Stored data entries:
# # #
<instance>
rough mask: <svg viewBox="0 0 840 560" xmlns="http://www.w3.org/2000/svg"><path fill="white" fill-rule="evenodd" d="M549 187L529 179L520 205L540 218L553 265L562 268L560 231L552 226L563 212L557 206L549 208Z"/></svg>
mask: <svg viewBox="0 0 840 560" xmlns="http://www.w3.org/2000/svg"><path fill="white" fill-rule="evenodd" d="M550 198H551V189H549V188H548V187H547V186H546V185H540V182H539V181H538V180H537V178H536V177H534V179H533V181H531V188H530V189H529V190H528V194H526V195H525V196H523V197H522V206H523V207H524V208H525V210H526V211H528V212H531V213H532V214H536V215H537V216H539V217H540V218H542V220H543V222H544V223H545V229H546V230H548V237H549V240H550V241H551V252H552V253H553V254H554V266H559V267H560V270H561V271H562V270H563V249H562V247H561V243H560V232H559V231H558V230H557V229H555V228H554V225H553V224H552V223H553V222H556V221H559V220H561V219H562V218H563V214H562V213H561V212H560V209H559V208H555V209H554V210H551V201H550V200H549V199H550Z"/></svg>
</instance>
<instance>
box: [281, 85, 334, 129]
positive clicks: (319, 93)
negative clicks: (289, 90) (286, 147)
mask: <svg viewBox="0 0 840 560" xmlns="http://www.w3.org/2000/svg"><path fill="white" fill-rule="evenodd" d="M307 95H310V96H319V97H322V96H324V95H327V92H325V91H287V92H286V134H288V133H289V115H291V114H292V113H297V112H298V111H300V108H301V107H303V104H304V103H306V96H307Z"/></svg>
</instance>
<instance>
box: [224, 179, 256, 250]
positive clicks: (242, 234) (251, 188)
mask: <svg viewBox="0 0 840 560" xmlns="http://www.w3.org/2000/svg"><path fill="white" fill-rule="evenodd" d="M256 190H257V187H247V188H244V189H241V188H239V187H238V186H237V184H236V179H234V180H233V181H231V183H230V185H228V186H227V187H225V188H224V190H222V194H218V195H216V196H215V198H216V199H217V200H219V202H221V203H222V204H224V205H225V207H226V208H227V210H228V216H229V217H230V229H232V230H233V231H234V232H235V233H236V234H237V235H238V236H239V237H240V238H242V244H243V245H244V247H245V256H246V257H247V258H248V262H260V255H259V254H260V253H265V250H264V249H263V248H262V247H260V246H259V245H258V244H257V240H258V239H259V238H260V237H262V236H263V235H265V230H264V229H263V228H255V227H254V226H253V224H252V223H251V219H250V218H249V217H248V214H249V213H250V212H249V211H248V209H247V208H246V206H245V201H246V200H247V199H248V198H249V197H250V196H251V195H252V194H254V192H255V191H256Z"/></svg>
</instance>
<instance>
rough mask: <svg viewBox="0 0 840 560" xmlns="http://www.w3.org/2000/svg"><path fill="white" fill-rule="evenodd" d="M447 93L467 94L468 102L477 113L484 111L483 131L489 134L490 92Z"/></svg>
# # #
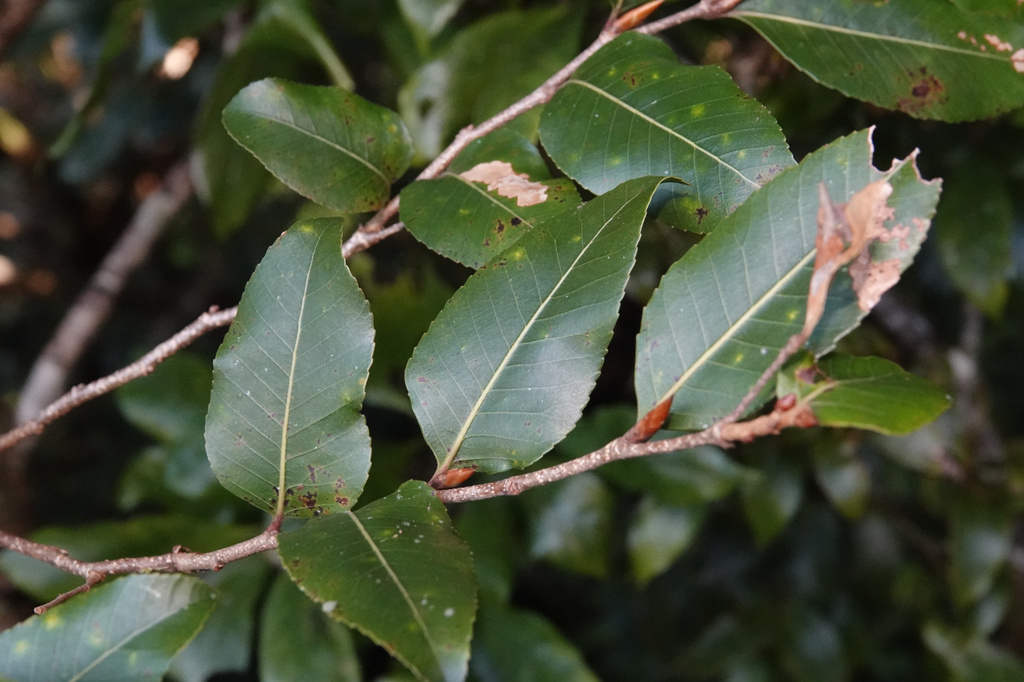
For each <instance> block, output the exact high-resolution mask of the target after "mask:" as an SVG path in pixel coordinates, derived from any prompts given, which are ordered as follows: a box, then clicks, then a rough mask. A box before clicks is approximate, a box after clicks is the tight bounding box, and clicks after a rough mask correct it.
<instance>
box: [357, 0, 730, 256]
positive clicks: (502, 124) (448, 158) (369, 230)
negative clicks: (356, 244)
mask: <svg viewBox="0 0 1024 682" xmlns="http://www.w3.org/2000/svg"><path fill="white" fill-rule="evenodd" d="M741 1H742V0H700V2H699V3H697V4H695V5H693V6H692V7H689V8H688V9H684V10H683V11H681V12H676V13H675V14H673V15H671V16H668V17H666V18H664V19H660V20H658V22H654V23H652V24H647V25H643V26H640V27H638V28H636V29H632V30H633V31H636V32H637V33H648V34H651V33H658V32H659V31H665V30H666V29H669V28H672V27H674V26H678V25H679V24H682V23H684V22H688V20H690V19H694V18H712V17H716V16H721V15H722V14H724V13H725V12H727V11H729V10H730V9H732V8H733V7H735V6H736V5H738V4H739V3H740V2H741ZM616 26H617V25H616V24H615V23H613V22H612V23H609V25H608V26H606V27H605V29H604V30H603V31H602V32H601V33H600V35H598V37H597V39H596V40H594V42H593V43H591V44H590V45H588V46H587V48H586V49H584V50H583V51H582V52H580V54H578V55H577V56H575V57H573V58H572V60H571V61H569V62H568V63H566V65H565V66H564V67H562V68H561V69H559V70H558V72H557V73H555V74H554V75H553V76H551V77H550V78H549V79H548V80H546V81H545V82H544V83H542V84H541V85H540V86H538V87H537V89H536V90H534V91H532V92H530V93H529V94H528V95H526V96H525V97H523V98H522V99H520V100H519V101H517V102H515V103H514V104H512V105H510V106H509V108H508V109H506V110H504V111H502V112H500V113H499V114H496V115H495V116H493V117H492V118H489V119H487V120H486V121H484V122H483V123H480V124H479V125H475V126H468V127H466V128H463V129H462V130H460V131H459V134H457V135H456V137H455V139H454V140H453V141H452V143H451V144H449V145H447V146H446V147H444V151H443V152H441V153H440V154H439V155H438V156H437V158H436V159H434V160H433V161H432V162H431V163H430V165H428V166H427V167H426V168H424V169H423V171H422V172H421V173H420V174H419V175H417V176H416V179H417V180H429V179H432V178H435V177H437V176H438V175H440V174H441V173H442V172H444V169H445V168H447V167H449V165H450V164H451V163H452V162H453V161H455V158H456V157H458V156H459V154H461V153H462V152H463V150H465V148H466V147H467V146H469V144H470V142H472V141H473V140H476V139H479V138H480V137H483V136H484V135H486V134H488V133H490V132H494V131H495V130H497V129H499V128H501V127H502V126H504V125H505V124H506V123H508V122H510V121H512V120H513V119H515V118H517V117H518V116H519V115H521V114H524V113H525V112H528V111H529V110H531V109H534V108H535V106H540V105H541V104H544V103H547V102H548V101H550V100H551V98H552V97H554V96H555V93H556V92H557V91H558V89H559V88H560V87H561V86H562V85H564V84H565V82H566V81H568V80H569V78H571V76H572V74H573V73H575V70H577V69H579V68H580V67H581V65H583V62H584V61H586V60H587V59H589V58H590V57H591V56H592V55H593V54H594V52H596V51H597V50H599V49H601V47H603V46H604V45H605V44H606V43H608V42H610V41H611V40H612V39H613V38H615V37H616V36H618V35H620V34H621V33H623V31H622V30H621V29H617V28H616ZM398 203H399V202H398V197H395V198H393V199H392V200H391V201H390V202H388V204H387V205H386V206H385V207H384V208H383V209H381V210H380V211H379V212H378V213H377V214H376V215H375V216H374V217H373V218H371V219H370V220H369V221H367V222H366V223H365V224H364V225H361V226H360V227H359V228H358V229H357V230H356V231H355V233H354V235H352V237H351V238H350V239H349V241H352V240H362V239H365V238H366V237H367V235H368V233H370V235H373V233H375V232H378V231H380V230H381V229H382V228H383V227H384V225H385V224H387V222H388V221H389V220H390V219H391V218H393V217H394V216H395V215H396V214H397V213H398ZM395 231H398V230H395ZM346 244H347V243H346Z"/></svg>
# # #
■ REQUIREMENT
Count how many lines in the records contain the string "negative", and give only that number.

■ TASK OUTPUT
2